_WHAT IS ASKED_.
From the rows below, keep only the lines that contain the string "upholstered" and copy those lines out. Case counts, so a form with different capitalization does not match.

_DATA_.

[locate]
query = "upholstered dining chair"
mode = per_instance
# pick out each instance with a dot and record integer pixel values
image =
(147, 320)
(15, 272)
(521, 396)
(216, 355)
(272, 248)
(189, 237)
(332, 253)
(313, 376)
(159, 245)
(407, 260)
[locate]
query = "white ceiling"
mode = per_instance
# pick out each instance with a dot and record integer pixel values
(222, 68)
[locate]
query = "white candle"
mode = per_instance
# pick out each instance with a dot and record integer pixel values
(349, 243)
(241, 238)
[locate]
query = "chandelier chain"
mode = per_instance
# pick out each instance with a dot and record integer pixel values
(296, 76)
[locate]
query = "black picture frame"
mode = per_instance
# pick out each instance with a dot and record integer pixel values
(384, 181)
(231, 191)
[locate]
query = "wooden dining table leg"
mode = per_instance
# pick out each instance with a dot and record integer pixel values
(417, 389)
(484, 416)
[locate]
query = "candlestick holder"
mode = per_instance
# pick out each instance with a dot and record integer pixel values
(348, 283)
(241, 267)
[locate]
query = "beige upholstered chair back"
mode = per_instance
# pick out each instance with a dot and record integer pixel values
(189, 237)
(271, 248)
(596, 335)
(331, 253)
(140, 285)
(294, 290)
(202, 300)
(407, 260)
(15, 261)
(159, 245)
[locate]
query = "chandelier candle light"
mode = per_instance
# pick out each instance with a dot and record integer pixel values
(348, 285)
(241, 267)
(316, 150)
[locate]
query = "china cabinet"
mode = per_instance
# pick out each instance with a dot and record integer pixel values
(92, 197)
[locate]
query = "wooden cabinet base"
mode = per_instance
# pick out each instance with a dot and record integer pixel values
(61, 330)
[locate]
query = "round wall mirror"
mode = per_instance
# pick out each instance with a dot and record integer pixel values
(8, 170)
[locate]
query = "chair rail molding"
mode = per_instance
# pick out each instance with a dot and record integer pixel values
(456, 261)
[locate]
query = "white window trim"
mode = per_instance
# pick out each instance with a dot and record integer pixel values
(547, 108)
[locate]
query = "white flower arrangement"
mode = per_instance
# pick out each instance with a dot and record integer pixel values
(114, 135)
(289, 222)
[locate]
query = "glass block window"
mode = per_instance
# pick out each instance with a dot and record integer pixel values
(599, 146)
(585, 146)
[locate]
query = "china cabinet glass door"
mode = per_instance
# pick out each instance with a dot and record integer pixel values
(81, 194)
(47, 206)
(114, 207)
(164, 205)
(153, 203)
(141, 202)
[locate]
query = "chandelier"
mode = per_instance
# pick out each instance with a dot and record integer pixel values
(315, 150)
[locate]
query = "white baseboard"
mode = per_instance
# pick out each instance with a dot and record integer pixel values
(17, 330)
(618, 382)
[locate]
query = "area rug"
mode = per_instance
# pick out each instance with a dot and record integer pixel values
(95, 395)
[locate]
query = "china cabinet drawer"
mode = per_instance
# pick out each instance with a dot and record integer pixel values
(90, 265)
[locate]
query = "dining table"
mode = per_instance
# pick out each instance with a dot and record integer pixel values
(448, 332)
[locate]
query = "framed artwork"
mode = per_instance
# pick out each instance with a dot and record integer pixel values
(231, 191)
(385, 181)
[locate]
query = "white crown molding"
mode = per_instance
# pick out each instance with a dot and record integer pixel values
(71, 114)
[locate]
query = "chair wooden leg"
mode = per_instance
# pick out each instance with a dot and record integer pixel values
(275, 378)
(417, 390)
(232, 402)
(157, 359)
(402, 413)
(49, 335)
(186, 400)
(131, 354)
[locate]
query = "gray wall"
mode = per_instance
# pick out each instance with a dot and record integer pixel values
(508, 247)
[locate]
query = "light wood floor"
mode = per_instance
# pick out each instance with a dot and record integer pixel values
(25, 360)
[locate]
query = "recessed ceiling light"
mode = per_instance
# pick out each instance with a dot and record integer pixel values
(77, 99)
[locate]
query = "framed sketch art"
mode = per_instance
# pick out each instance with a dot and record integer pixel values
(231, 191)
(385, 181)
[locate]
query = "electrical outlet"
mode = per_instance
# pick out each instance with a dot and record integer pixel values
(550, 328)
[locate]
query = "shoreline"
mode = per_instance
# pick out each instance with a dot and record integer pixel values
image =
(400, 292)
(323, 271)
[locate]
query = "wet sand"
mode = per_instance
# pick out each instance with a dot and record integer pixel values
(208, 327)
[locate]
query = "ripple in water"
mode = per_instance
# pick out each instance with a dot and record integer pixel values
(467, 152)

_RESULT BELOW_.
query = "upholstered dining chair"
query = "beige upholstered chair back"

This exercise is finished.